§ **Exercise objective**
Go through the entries below and work out how many lines include "target". Answer with the number only.
*** Opening of Dataset extract ***
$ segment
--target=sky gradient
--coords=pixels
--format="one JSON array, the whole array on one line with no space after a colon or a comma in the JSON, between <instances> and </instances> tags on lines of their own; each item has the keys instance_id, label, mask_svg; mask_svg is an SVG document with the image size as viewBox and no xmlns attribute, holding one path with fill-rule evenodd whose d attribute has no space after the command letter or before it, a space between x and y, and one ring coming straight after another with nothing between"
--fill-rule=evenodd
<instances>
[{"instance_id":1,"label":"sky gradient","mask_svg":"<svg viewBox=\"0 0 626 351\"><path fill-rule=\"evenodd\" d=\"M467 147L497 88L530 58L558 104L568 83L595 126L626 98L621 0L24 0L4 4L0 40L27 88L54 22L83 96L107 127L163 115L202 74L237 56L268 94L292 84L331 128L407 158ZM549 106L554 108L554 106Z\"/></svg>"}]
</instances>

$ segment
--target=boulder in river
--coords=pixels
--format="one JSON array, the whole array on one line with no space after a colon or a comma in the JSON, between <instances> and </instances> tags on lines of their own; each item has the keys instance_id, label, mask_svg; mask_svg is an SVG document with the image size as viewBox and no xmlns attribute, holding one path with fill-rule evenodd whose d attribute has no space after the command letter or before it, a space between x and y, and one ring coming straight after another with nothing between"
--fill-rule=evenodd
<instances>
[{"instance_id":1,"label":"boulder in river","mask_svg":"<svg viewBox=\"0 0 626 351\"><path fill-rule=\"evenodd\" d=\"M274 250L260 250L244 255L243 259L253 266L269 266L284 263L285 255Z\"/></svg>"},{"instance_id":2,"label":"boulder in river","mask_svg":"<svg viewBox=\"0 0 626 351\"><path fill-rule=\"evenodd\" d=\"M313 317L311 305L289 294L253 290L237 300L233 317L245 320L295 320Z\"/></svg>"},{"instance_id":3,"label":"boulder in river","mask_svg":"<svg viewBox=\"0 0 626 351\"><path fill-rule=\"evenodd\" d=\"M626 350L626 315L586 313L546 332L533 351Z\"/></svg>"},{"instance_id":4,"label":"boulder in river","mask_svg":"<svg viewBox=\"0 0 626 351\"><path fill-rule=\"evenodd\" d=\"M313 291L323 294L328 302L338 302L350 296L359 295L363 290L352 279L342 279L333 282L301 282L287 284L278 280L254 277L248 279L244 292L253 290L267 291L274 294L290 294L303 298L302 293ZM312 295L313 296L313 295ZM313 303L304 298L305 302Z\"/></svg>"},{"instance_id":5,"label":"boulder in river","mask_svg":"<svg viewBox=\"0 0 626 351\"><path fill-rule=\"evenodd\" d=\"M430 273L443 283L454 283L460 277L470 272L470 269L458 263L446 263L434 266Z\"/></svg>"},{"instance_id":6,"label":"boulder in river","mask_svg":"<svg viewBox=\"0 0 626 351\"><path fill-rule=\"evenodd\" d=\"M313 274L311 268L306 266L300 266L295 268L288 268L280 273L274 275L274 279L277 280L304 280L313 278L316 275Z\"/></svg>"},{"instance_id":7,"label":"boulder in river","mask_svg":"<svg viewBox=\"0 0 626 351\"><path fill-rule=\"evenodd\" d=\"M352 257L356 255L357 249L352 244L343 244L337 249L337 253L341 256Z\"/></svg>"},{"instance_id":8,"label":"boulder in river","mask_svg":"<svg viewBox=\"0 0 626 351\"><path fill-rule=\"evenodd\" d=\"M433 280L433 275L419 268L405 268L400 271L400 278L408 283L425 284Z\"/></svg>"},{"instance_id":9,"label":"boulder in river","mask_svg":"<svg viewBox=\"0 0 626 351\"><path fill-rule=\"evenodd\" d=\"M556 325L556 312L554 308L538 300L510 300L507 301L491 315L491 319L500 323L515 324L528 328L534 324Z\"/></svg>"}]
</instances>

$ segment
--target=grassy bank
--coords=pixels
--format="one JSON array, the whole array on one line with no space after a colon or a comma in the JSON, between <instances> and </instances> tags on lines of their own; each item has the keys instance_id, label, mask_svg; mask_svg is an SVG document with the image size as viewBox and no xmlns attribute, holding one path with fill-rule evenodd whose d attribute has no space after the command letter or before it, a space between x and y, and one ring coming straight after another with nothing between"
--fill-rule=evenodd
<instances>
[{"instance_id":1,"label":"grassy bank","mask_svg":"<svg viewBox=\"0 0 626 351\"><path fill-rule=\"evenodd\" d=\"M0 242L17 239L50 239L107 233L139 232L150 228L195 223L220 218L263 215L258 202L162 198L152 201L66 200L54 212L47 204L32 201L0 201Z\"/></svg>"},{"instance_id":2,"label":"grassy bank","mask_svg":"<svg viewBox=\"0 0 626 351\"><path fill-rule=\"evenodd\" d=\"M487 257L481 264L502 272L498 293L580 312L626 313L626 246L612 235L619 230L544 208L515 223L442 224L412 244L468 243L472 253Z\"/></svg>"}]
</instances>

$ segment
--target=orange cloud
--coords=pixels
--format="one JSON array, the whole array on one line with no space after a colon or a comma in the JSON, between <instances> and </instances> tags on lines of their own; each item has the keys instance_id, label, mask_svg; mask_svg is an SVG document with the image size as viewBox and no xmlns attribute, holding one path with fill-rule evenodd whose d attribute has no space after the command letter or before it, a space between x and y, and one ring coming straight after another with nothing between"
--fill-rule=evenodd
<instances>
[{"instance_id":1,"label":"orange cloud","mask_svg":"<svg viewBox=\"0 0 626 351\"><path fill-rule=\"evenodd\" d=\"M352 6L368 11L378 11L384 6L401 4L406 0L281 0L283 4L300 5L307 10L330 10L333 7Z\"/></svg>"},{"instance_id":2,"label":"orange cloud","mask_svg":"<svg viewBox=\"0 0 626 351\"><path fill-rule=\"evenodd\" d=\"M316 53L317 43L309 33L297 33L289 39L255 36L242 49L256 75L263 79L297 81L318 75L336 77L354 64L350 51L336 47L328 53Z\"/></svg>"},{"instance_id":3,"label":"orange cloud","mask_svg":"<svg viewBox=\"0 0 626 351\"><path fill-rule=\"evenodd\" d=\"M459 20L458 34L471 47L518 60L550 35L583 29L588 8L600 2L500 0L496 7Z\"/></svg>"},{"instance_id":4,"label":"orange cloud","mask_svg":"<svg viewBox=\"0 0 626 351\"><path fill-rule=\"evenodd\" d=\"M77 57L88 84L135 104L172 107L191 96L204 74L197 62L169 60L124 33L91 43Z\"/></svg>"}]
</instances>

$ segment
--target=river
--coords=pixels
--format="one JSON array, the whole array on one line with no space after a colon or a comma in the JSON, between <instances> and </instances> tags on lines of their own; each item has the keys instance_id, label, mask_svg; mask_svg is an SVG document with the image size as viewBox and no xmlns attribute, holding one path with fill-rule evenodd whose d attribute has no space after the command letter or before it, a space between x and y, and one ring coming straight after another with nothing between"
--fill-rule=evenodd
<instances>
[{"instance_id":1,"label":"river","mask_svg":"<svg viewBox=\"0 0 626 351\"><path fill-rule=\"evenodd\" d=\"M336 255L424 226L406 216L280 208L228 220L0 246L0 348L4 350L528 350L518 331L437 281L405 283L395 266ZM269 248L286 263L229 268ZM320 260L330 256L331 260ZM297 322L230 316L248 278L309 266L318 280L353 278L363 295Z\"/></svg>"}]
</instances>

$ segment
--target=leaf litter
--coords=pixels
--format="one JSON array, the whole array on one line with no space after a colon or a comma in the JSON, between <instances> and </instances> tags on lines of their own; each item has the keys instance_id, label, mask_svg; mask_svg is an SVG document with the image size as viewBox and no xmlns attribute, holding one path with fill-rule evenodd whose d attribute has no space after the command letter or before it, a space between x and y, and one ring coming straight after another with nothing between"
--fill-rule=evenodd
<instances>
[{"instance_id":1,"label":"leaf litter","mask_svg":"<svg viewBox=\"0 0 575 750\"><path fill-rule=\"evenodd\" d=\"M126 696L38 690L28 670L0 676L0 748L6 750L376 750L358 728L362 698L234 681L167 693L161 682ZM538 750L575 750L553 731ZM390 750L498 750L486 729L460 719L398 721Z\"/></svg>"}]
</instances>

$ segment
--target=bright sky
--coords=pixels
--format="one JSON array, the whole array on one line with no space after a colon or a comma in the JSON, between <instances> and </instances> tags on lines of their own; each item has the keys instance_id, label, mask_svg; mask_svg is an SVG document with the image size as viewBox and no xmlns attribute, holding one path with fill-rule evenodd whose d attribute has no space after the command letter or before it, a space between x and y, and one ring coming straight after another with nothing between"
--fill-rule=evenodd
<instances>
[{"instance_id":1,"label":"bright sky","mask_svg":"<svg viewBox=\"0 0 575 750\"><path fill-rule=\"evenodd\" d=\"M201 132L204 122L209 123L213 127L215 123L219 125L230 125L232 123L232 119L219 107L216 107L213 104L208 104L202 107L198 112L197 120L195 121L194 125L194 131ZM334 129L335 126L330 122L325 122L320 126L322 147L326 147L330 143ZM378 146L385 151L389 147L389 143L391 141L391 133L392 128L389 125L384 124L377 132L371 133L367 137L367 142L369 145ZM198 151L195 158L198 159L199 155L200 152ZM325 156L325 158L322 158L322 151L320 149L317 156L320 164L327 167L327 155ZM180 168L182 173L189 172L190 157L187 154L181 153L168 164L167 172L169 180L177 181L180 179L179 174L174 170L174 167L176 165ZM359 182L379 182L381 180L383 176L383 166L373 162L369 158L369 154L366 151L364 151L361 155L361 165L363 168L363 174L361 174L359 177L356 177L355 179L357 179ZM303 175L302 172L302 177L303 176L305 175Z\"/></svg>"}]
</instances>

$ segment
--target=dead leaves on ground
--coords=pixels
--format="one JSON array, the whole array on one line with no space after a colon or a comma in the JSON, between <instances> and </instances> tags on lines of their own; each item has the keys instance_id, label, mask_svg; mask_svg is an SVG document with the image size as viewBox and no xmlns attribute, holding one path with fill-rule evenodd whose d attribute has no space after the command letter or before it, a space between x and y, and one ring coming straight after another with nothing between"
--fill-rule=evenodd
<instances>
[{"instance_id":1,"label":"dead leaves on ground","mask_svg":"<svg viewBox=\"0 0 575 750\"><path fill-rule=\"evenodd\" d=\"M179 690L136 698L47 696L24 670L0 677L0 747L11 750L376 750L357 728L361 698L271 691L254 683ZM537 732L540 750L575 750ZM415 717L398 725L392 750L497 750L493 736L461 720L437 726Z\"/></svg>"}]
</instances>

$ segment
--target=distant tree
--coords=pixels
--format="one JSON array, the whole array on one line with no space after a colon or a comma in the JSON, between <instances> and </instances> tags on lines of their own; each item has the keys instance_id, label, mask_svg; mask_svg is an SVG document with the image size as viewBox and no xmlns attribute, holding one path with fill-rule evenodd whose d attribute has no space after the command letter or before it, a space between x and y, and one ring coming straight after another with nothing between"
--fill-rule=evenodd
*** Close of Dataset extract ***
§ **Answer box**
9